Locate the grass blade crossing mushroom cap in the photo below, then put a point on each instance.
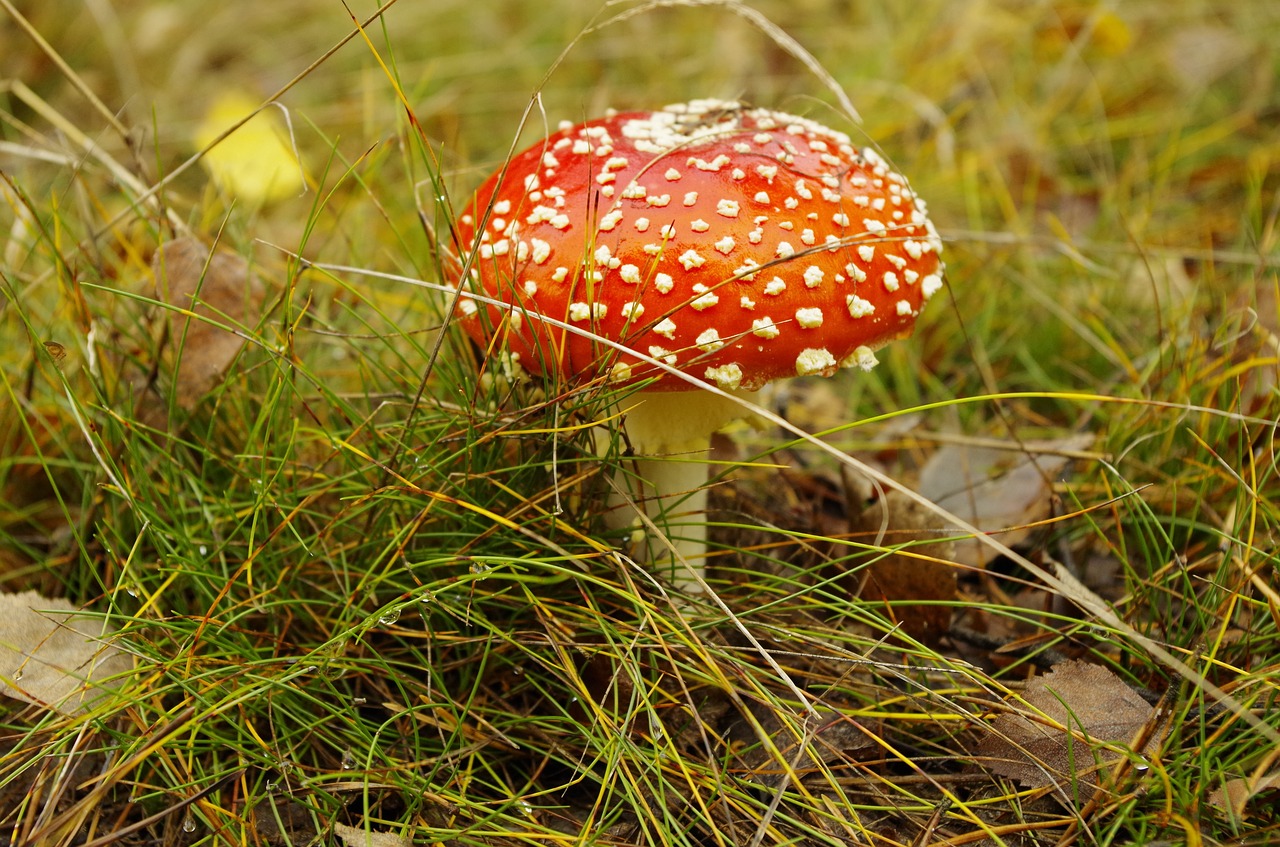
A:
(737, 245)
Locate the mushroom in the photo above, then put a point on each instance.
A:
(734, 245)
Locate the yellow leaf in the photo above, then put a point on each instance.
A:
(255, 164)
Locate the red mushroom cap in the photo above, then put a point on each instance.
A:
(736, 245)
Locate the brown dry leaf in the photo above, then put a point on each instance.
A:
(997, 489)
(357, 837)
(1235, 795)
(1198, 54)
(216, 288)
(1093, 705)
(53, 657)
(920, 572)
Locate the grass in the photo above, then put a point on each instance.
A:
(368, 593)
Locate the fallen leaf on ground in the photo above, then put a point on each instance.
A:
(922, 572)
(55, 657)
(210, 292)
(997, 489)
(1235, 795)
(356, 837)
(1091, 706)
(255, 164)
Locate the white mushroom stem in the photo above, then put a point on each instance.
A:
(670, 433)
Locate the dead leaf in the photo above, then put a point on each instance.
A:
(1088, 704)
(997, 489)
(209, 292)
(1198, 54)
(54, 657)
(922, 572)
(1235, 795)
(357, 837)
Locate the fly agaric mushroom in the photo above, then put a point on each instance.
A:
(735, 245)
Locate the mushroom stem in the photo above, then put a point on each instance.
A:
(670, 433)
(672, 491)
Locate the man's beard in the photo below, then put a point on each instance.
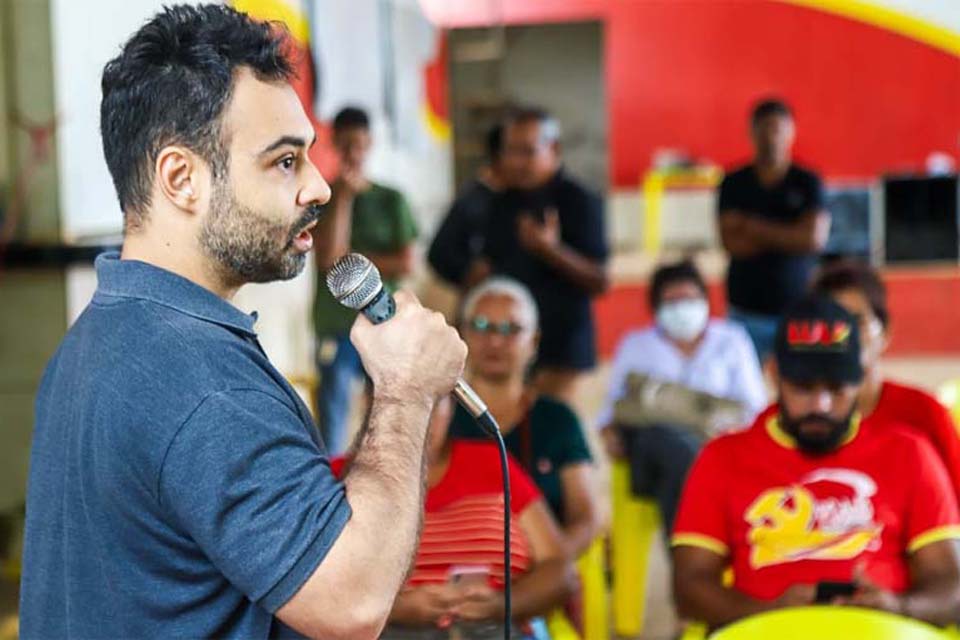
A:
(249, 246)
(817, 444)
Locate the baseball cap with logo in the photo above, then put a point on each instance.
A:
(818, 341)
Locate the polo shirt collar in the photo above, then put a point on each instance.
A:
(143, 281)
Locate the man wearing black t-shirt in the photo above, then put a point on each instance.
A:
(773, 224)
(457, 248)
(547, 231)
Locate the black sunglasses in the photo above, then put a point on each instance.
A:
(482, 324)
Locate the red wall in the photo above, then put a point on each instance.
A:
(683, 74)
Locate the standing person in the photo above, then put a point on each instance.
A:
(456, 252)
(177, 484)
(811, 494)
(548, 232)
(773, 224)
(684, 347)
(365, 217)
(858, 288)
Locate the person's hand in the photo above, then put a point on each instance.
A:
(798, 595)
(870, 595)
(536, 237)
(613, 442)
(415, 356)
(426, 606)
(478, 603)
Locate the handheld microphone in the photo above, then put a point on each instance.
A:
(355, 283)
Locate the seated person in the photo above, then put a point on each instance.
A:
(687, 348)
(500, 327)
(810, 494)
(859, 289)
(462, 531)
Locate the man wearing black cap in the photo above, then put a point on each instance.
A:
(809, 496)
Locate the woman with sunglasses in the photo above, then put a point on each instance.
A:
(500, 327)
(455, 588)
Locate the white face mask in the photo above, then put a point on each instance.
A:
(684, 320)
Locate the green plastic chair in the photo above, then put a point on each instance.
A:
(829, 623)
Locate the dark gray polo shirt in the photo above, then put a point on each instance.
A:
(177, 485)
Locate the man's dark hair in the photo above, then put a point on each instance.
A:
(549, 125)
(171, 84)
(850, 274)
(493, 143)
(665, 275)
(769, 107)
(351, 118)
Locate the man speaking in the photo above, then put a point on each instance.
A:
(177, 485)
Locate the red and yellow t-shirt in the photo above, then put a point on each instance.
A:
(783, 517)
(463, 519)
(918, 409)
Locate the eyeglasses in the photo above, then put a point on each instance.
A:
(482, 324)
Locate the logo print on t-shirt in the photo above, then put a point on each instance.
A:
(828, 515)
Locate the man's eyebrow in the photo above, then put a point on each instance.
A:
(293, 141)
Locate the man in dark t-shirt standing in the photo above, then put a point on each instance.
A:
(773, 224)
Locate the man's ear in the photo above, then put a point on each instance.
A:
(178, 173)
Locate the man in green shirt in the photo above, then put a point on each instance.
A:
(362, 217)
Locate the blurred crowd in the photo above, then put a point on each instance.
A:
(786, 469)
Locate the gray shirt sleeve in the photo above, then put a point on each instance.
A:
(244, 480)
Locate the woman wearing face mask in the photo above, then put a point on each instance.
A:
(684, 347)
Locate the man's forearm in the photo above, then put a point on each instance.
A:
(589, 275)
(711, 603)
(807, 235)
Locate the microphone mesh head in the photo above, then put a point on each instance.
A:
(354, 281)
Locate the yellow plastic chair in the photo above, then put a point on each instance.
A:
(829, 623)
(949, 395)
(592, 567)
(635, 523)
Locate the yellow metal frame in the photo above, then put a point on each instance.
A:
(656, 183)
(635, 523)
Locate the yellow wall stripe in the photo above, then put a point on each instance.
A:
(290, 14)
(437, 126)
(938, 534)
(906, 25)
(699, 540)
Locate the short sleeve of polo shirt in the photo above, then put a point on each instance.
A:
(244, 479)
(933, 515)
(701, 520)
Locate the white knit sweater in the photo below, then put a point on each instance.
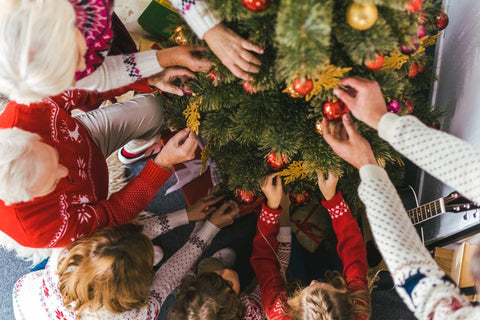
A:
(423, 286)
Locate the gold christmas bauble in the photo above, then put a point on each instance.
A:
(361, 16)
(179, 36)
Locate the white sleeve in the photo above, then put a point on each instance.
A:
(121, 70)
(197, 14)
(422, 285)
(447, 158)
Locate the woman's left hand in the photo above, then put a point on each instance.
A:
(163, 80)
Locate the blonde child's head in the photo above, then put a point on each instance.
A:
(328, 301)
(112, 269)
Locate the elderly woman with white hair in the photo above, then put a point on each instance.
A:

= TASK BRIEF =
Make an exact copy of the records shown above, without the pictures.

= TASK SOLUTION =
Locate the grass blade crossing mushroom cap in the photo below, then put a point on each instance.
A:
(737, 245)
Locate the mushroom in the photo above, then put a point on each instance.
A:
(734, 245)
Locate the yellow leaf in the photo above, then put a point on each instance.
A:
(255, 164)
Locate the red mushroom cap in the photo above, then put a point on each instance.
A:
(736, 245)
Locate the brown dry leaf in the photo above, then put a point on each instance.
A:
(997, 489)
(357, 837)
(1235, 795)
(1198, 54)
(216, 288)
(1093, 705)
(53, 657)
(920, 572)
Locate the grass in the photo above, then put a point on each instance.
A:
(368, 593)
Locate the fallen leaf on ground in the photo above, then put a point on each instance.
A:
(922, 572)
(55, 657)
(210, 292)
(997, 489)
(1235, 795)
(356, 837)
(1091, 706)
(255, 164)
Locate the white mushroom stem in the photo above, then put a point on each instance.
A:
(670, 433)
Locate the dead leaf in the photo above, then put a point on each instance.
A:
(1088, 704)
(997, 489)
(209, 292)
(1198, 54)
(54, 657)
(922, 572)
(1235, 795)
(357, 837)
Locate the fly agaric mushroom in the photo above, then put a point on each instance.
A:
(735, 245)
Locate the mushroom stem in the photo above, then put a point on each instance.
A:
(670, 433)
(672, 491)
Locate the man's beard in the photo below, then put a point on each instance.
A:
(249, 246)
(817, 444)
Locate the baseball cap with logo in the photo above, then put a point on each instance.
A:
(818, 341)
Locate the polo shirt collar in the photo above, then put a point on each instance.
A:
(143, 281)
Locate the man wearing black t-shirt in the photo above, then put a point on each instance.
A:
(773, 224)
(457, 248)
(547, 231)
Locate the black sunglasses in the photo above, then put a point on each instance.
A:
(482, 324)
Locate the red wall in the photo above, then put a point on each instance.
A:
(683, 74)
Locate the standing person in the photo above, then put a point on each instance.
A:
(456, 252)
(177, 484)
(811, 494)
(548, 232)
(773, 224)
(684, 347)
(365, 217)
(858, 288)
Locate the person's hand in the photo above, then put a point on each instance.
A:
(798, 595)
(870, 595)
(536, 237)
(613, 442)
(415, 356)
(426, 606)
(478, 603)
Locate the handheld microphone in the photo above, then put a point on each instance.
A:
(355, 283)
Locate the seated person in the photo above, then put a point on each instance.
A:
(687, 348)
(500, 327)
(810, 494)
(859, 289)
(462, 531)
Locate the man wearing black cap in the photo above, then put a point on each instance.
A:
(809, 496)
Locate the woman with sunglasses in the photo above, then put a point on each instance.
A:
(500, 327)
(455, 588)
Locate the white face mask in the photo above, then put a point on each instance.
A:
(684, 320)
Locate the green plastic chair in the photo above, then put a point on each instance.
A:
(829, 623)
Locate the dark gray polo shirt in the photo above, then put a point on each instance.
A:
(177, 485)
Locate the man's dark hair in the photo above, then put a point on each instance.
A:
(549, 125)
(171, 84)
(850, 274)
(493, 143)
(665, 275)
(769, 107)
(351, 118)
Locate the man speaking in the photo above, then put a point on each instance.
A:
(177, 485)
Locate the red and yellow t-shirt in the photo above, then put a point on each instance.
A:
(783, 517)
(463, 519)
(918, 409)
Locate the eyeglasses in the photo above, then put a point on each instance.
A:
(482, 324)
Locate the logo print on t-shirt in the photo above, then put a point on each instance.
A:
(828, 515)
Locate the man's eyebrow in the photo above, then put a point on each instance.
A:
(293, 141)
Locate the man in dark t-shirt standing in the photo above, then put a point on each instance.
A:
(773, 224)
Locate the man's ear in the photo above, then put a point on each instance.
A:
(178, 173)
Locate the man in green shirt in the photo above, then put a point on each instance.
A:
(362, 217)
Locate the blurred crowd in the photo above, then put a point on each instance.
A:
(786, 469)
Locate the gray shirt sleeve in the photo above, then put a point on each instance.
A:
(244, 480)
Locate the woman wearing face mask in the photo above, then put a point on each instance.
A:
(684, 347)
Locate the man's forearm in the photo above, then put a point on each instance.
A:
(589, 275)
(711, 603)
(807, 235)
Locate the microphone mesh head in the photo above, then put a point on each instance.
A:
(354, 281)
Locate the yellow plastic chair in the photo above, then put a point on each instance.
A:
(829, 623)
(949, 395)
(592, 567)
(635, 523)
Locate the yellow metal frame in the photo above, then put a point on each instance.
A:
(656, 183)
(635, 523)
Locate the yellow wall stripe in the photo above, then put a point on each instance.
A:
(290, 14)
(437, 126)
(938, 534)
(906, 25)
(699, 540)
Locate the short sleeve of polo shirt in the photo above, then put a point on each instance.
A:
(244, 479)
(933, 515)
(701, 520)
Locate the white knit sweater in the photo below, then put a point on each instance.
A:
(423, 286)
Locate the gold christmas bauble in the photo above, then put a point on each instance.
A:
(361, 16)
(179, 36)
Locate the white sleeve in the photo above, then put a point on each instance.
A:
(121, 70)
(197, 14)
(422, 285)
(447, 158)
Locate the woman's left hand in the photo above, then put a point on each instance.
A:
(163, 80)
Locate the blonde child's head in the photo above, then put a point on each instance.
A:
(328, 301)
(112, 269)
Locate the elderly woman with white hair in the photo above, then put a point on each instance.
A:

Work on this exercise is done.